=== EXCERPTED DATA ===

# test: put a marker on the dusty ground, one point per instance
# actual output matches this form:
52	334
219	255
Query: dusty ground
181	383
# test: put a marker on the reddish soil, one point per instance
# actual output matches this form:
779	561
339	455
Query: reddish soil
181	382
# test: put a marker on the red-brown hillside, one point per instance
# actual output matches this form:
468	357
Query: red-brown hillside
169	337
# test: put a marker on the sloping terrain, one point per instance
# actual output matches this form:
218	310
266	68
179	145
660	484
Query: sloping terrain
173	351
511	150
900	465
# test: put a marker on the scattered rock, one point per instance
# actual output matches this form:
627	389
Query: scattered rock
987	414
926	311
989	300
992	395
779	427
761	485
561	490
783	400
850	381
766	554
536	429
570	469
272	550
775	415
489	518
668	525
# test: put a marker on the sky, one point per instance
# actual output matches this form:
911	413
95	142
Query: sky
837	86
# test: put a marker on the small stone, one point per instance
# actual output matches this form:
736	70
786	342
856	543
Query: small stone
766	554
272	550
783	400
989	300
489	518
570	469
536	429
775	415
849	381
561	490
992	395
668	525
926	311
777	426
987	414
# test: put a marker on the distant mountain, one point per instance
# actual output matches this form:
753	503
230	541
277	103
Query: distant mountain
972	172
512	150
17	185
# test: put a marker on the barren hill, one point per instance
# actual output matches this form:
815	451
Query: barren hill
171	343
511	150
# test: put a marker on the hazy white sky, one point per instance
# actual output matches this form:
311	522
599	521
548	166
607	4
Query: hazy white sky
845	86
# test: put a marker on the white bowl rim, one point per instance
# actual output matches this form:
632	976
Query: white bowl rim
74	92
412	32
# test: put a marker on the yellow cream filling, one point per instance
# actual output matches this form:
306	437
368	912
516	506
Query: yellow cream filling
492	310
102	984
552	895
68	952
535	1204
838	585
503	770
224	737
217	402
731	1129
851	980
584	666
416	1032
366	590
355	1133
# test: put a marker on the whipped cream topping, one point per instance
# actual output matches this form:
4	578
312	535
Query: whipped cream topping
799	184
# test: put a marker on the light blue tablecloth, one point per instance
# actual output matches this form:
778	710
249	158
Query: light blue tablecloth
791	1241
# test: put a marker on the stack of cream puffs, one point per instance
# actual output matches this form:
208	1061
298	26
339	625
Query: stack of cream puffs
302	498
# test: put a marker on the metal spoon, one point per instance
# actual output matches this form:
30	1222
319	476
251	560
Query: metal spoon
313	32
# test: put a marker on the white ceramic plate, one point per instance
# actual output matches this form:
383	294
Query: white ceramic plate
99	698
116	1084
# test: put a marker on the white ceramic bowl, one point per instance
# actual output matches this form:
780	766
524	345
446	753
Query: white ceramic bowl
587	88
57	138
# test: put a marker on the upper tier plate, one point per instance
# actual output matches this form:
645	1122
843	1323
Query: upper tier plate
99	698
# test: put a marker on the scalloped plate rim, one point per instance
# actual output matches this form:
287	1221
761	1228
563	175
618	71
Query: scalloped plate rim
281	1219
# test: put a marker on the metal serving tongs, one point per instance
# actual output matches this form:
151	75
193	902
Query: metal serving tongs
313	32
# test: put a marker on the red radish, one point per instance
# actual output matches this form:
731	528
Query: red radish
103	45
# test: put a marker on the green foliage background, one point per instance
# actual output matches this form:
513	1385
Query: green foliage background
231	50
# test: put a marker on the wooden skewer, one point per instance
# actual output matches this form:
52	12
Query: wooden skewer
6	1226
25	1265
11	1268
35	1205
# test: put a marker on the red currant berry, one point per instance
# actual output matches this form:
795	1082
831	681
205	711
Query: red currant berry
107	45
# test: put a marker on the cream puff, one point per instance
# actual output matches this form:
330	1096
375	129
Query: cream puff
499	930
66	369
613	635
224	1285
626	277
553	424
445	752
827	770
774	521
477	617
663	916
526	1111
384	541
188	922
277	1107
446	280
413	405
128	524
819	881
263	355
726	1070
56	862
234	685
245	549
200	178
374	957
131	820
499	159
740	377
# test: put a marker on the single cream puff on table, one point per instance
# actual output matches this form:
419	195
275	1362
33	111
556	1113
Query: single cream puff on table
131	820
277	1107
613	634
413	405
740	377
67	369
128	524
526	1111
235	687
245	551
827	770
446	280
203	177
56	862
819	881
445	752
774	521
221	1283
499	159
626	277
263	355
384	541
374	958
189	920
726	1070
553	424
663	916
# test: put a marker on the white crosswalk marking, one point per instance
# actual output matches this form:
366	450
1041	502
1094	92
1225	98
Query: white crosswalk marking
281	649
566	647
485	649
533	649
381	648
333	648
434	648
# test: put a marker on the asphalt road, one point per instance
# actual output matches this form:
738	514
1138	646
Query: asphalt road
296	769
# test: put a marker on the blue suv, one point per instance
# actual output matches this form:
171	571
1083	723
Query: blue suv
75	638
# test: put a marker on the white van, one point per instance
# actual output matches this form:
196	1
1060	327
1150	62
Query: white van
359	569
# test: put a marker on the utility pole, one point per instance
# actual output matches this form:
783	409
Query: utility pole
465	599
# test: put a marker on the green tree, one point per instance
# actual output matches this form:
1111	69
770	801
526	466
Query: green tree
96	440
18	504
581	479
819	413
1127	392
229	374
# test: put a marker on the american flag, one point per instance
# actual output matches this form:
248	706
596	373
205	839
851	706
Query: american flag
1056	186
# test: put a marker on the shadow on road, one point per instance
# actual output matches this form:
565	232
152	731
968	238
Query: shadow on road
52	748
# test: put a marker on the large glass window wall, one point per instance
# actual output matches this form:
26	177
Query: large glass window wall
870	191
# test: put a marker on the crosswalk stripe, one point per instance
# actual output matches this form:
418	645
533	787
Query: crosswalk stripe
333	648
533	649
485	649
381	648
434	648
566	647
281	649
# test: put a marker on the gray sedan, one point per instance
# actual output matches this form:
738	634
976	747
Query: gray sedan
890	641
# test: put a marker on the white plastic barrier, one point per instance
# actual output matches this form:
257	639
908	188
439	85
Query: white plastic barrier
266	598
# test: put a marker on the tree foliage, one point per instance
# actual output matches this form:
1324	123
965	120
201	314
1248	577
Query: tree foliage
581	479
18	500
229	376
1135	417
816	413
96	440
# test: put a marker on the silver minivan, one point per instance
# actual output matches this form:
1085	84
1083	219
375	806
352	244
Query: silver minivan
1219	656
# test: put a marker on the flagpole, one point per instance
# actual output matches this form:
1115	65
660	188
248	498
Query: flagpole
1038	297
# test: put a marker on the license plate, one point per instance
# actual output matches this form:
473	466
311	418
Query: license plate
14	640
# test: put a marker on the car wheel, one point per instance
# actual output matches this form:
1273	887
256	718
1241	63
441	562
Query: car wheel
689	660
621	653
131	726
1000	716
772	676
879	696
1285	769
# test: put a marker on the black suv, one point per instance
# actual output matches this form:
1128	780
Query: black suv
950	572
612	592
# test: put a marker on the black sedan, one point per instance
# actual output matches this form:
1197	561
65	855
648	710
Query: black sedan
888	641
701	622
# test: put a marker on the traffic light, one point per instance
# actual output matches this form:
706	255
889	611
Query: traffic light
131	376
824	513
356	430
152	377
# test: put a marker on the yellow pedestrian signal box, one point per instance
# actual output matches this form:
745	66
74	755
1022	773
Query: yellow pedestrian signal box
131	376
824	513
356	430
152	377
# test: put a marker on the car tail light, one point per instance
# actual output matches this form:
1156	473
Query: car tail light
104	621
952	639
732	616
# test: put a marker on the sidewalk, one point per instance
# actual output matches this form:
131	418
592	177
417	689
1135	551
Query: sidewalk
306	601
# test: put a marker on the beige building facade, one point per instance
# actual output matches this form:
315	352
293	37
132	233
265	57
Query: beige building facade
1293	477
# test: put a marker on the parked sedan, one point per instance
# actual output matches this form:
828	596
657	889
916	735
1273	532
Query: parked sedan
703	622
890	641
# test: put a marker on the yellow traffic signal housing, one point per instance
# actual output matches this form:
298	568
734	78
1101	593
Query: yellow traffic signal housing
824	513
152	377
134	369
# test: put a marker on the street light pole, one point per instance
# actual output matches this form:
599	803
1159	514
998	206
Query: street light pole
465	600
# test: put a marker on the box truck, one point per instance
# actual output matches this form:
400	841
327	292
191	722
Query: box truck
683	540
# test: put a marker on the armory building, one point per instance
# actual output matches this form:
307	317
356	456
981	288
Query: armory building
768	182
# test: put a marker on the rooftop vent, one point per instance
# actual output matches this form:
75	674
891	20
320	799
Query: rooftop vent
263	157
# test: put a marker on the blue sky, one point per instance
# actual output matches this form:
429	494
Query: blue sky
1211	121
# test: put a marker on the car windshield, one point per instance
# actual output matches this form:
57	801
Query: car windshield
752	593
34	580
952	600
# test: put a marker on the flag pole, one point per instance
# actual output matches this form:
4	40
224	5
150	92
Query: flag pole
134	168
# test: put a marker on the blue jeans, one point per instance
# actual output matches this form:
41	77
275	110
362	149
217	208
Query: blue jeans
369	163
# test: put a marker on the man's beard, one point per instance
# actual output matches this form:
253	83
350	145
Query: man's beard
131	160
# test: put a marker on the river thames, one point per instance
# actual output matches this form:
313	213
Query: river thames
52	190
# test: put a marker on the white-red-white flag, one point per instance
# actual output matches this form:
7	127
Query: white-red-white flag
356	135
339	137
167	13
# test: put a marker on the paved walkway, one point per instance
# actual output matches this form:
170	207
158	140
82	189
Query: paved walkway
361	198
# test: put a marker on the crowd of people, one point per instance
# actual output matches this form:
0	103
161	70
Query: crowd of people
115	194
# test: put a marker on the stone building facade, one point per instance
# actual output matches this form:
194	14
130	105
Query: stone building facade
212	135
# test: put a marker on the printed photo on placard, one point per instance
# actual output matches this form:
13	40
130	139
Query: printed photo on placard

===

AIM: Find the line that contains "# test: put a marker on the flag pole, one". Repeat it and every line after it, exactly as written, up to and including the last line of the records above.

RESULT FOR THIS EXERCISE:
# test: put a marker on the flag pole, one point per instance
# actual output matches this form:
4	40
224	5
150	92
Query: flag pole
134	168
# test: put a marker on the blue jeans, one point per instance
# actual output matches this form:
41	77
275	110
362	149
217	208
Query: blue jeans
369	163
# test: put a marker on the man's beard, one point per instance
# actual output matches this form:
253	83
350	145
Query: man's beard
131	160
# test: put a marker on the river thames, one point per instance
# actual output matches this form:
313	213
Query: river thames
52	190
# test: put a marker on the white-red-white flag, one point per instance
# actual output matches this form:
7	127
Query: white-red-white flag
356	135
339	137
167	13
# test: put a marker on the paved walkway, one point per instance
# actual output matches this form:
170	207
158	140
82	189
Query: paved walkway
361	198
# test: put a marker on the crowd of people, one point per instance
# actual output matches this form:
0	103
161	70
Query: crowd of people
115	194
# test: put a marker on the stone building facade, one point per instance
# actual output matches this form:
194	14
130	105
Query: stone building facade
212	135
# test: put a marker on the printed photo on placard, one point per instance
# actual output matches this form:
13	40
130	139
Query: printed photo on placard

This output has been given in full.